• Given data

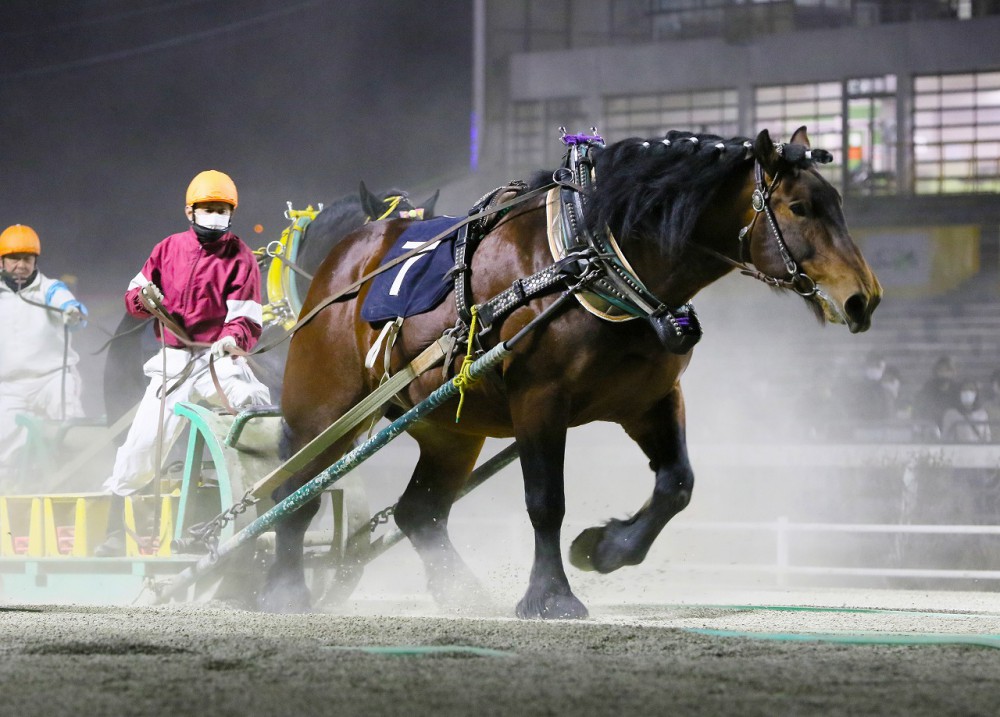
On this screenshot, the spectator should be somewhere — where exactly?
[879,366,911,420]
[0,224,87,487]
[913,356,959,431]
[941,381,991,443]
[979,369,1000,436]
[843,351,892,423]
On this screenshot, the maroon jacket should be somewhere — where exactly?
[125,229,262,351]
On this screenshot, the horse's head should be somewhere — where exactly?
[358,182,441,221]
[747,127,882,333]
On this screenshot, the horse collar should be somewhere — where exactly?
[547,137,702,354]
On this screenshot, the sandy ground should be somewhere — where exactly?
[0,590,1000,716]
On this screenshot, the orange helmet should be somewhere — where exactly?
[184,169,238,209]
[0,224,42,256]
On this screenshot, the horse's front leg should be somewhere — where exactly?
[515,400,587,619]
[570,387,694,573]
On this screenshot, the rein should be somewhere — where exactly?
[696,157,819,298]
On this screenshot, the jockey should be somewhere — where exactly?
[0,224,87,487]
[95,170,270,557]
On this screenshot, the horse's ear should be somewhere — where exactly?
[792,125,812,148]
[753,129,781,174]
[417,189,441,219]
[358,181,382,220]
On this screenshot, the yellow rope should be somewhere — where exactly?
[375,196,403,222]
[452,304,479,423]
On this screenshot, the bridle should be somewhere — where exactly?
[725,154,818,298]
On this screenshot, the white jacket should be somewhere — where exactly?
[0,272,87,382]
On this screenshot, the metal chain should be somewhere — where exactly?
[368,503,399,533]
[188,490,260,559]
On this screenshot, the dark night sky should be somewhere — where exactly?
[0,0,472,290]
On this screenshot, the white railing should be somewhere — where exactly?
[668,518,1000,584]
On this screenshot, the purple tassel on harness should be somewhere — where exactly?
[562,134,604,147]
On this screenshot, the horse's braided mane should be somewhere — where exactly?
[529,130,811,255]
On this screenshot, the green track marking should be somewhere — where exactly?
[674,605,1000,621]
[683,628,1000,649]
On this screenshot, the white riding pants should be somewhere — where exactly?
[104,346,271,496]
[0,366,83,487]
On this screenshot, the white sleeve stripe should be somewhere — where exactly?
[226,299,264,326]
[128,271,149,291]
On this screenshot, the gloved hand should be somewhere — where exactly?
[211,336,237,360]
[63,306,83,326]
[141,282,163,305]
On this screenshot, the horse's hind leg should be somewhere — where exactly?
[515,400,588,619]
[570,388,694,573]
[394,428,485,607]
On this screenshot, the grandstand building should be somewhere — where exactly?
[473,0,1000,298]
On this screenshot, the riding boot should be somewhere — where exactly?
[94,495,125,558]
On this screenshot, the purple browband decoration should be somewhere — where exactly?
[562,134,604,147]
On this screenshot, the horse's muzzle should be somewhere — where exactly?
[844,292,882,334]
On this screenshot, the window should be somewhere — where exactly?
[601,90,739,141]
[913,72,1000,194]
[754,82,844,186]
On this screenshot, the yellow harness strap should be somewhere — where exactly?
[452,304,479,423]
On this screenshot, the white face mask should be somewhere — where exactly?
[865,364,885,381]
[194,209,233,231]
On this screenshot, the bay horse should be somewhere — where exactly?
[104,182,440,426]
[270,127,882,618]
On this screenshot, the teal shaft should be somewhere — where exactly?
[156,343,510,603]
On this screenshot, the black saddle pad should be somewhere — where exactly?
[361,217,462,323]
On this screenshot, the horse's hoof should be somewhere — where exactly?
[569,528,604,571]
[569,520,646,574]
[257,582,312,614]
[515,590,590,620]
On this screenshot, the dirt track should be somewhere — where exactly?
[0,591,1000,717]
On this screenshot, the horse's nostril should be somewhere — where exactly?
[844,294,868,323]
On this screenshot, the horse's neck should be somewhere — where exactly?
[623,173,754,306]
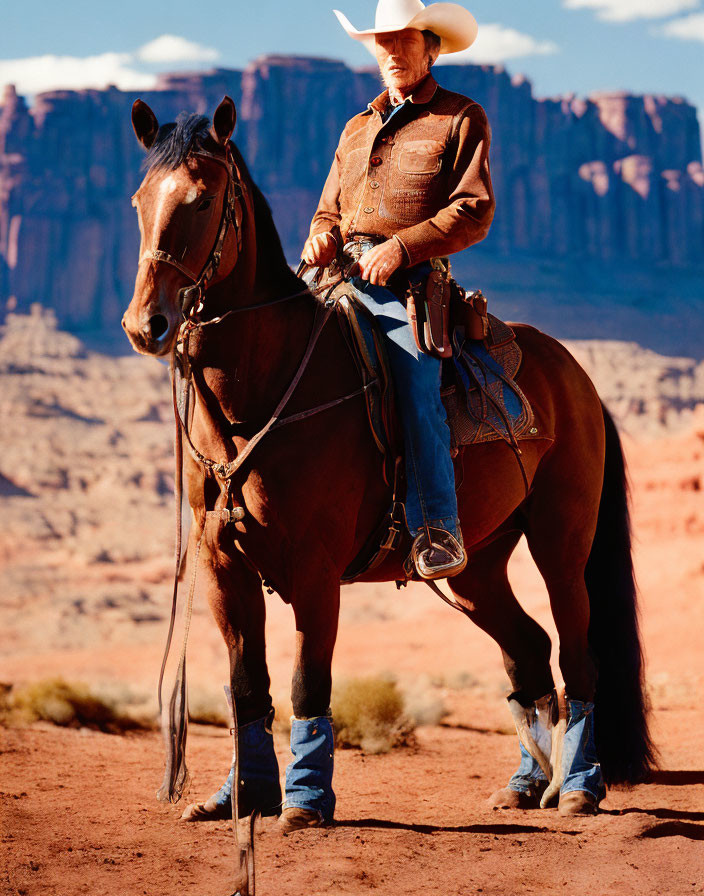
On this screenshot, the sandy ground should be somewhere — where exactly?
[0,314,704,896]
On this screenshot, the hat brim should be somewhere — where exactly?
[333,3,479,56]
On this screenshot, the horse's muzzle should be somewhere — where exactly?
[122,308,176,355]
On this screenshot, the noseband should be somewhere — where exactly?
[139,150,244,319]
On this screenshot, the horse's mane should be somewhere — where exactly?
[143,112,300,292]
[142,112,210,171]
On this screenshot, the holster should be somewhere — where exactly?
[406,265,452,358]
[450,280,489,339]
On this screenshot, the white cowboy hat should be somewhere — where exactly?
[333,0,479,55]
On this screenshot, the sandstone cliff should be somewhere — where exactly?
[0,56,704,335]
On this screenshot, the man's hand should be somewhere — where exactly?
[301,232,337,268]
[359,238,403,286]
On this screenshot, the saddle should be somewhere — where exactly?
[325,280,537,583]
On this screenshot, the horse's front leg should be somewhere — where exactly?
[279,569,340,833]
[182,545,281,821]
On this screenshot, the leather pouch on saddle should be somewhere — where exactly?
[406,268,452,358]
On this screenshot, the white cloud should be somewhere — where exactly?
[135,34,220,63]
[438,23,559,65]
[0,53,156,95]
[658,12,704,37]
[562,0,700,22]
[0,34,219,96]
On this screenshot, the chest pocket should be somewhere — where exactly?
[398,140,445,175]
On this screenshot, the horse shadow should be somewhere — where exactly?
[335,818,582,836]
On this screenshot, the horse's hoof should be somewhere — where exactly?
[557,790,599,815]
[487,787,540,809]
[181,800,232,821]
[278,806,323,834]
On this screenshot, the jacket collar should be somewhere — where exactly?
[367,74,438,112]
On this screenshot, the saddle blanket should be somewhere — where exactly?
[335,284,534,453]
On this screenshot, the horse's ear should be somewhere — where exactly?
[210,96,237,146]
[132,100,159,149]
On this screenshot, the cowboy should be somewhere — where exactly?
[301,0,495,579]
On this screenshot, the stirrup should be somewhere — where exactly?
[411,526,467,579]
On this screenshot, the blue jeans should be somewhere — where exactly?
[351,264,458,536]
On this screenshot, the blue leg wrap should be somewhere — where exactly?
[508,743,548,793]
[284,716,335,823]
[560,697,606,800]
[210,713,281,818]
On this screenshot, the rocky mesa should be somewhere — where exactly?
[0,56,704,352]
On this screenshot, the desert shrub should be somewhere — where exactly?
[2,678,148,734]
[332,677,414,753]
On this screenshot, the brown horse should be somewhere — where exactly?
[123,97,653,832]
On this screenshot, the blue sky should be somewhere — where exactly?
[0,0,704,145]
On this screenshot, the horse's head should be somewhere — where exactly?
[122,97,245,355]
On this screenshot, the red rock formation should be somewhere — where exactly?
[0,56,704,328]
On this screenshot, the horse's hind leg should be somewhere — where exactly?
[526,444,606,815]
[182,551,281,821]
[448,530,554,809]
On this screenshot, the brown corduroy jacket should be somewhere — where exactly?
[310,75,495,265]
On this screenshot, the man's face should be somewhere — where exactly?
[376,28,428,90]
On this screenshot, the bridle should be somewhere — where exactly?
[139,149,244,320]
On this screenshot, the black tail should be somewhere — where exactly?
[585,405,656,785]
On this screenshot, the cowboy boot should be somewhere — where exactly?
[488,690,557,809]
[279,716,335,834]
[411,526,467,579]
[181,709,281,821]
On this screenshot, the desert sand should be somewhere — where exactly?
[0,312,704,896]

• Task prompt
Reproduce all of the records above word for word, leaving out the pictures.

• Completed task
On this screenshot, the spectator should be somewhere — where exactly?
[879,366,911,420]
[0,224,87,487]
[913,356,959,431]
[941,381,991,443]
[979,369,1000,436]
[843,351,892,423]
On this screenshot, the maroon jacket should be somewhere — where exactly?
[125,229,262,351]
On this screenshot, the horse's head should be somewhere — where exactly?
[358,182,441,221]
[747,127,882,333]
On this screenshot, the horse collar should be somewhere — where exactly?
[547,137,702,354]
On this screenshot, the sandy ground should be somewhere — where exactly?
[0,590,1000,716]
On this screenshot, the orange helmet should be somewhere — where exactly?
[184,169,238,209]
[0,224,42,256]
On this screenshot, the horse's front leg should be somewhere — where exactly?
[515,400,587,619]
[570,387,694,573]
On this screenshot, the rein should be somewhere — where exactly?
[696,157,819,298]
On this screenshot, the jockey should be somewhere — where exactly?
[0,224,87,487]
[95,170,270,557]
On this screenshot, the horse's ear should be somewhere — where exactly?
[792,125,812,148]
[753,129,781,174]
[417,189,441,219]
[358,181,382,220]
On this screenshot, the yellow rope should be somewhere — where exactly?
[375,196,403,222]
[452,304,479,423]
On this screenshot, the bridle should be somewhere — where exactly?
[725,154,818,298]
On this screenshot, the white jacket should be somewhere — where exactly?
[0,272,87,382]
On this screenshot, the metal chain should be somewhere — where exactly?
[368,503,399,533]
[188,490,260,559]
On this screenshot, the dark night sky should be somewhere — where exactly?
[0,0,472,290]
On this screenshot, the white railing should be somewhere — where exactly?
[668,518,1000,584]
On this screenshot, the purple tassel on harness should be somewhere — where exactly?
[562,134,604,147]
On this screenshot, the horse's braided mane should be somewhere — where exactly?
[529,130,811,255]
On this screenshot, the green track marking should be somewhere — where exactly?
[674,605,1000,621]
[683,628,1000,649]
On this screenshot, the white riding pants should be somewhere — where exactly?
[104,346,271,496]
[0,366,83,487]
On this screenshot, the white sleeve stripe should be somewhere — where exactly?
[226,299,264,326]
[128,271,149,291]
On this screenshot, the gloved hand should be somewhere — where exactly?
[211,336,237,360]
[63,306,83,326]
[141,282,163,305]
On this screenshot, the horse's hind leg should be somewhere — where exactly?
[515,400,588,619]
[570,388,694,573]
[394,428,485,607]
On this screenshot, the grandstand building should be somewhere — where exactly?
[473,0,1000,298]
On this screenshot, the riding boot should be somewhere — where exactly?
[94,495,125,558]
On this screenshot, the purple browband decoration should be somewhere — where exactly?
[562,134,604,147]
On this screenshot, the horse's muzzle should be somewhere — where exactly?
[844,292,882,334]
On this screenshot, the window should be somewhere — where exactly?
[601,90,739,141]
[913,72,1000,194]
[754,82,844,186]
On this screenshot, the yellow harness strap should be somewhere — where exactly?
[452,304,479,423]
On this screenshot, the white face mask should be somewhere — where exactly?
[865,364,885,381]
[194,209,233,231]
On this screenshot, the bay horse should be somewhere — where exactly?
[104,182,440,426]
[270,127,882,618]
On this screenshot, the teal shaft should be somewhere — where exactly?
[156,343,510,603]
On this screenshot, the black saddle pad should be somewhere — where exactly?
[361,217,462,323]
On this screenshot, the horse's hoof should be somewhere — where exactly?
[569,528,604,571]
[569,520,646,574]
[257,582,312,614]
[515,590,590,620]
On this screenshot, the dirt track should be somewhere — where exactly?
[0,591,1000,717]
On this screenshot, the horse's nostril should be somewhere — where exactly?
[844,294,868,323]
On this screenshot, the horse's neck should be somewhere — where exactly?
[623,173,754,306]
On this screenshot, the sandy ground should be somewhere — where exactly?
[0,314,704,896]
On this screenshot, the hat brim should be somewhere — where exactly?
[333,3,479,56]
On this screenshot, the horse's muzzle should be somewhere — where exactly?
[122,308,176,355]
On this screenshot, the noseband should be somewhere — where exactly?
[139,150,244,319]
On this screenshot, the horse's mane should be somewhere — where exactly?
[143,112,300,292]
[142,112,210,171]
On this screenshot, the holster should be somewhere — where exactly?
[406,265,452,358]
[450,280,489,339]
On this screenshot, the white cowboy hat should be somewhere — where exactly?
[333,0,479,55]
On this screenshot, the sandstone cliff should be somewhere — where exactly?
[0,56,704,335]
On this screenshot, the man's hand should be somewhere — where exactly?
[301,232,337,268]
[359,238,403,286]
On this screenshot, the saddle should be somewhere — where exactly?
[325,280,537,583]
On this screenshot, the horse's front leg should be somewhere — where exactly?
[279,569,340,833]
[182,545,281,821]
On this screenshot, the leather pouch on saddle should be somewhere — where exactly?
[406,268,452,358]
On this screenshot, the white cloud should be somewhere — where exactly?
[135,34,220,63]
[438,23,559,65]
[0,53,156,95]
[658,12,704,37]
[562,0,700,22]
[0,34,219,96]
On this screenshot, the chest pocket should be somewhere — where exactly?
[398,140,445,175]
On this screenshot, the horse shadow should be somewhere — where exactly?
[335,818,582,836]
On this screenshot, the horse's hoof should be somewhere — where exactly?
[557,790,599,815]
[487,787,540,809]
[181,800,232,821]
[278,806,323,834]
On this screenshot, the jacket collar should be somewhere — where exactly?
[367,74,438,112]
On this screenshot, the saddle blanket should be somewhere — where exactly?
[335,284,534,453]
On this screenshot, the horse's ear should be somewhere — where exactly?
[210,96,237,146]
[132,100,159,149]
On this screenshot, the cowboy should be somewhere — where exactly?
[301,0,495,579]
On this screenshot, the stirrup should be somewhere — where exactly?
[411,526,467,579]
On this screenshot, the blue jeans should be somewhere — where exactly?
[351,264,458,536]
On this screenshot, the blue leg wrap should be somewhere — where exactly?
[508,743,548,793]
[284,716,335,823]
[560,697,606,800]
[210,713,281,818]
On this screenshot, the rocky mesa should be somewhere — where exactly?
[0,56,704,352]
On this screenshot, the desert shrub should be somewhere — where exactly?
[2,678,148,734]
[332,677,414,753]
On this screenshot, the brown horse should be somewhere — where exactly?
[123,97,653,832]
On this screenshot, the blue sky should be somewhere — where exactly?
[0,0,704,145]
On this screenshot, the horse's head should be somewhere — where exactly?
[122,97,245,355]
On this screenshot, the red rock formation should be somewhere — where exactly?
[0,56,704,328]
On this screenshot, the horse's hind leg should be somewhere — where exactly?
[526,444,606,815]
[182,551,281,821]
[448,530,554,809]
On this screenshot, the brown corduroy jacket should be somewhere — where exactly?
[310,75,495,265]
On this screenshot, the man's face should be somewhere — where exactly?
[376,28,428,90]
On this screenshot, the bridle should be somewhere — where exactly?
[139,149,244,320]
On this screenshot, the black tail should be somewhere — where exactly?
[585,405,656,785]
On this screenshot, the cowboy boot should be somewhere — where exactly?
[488,690,557,809]
[279,716,335,834]
[411,526,467,579]
[181,709,281,821]
On this screenshot, the desert sand should be somewhere — where exactly?
[0,312,704,896]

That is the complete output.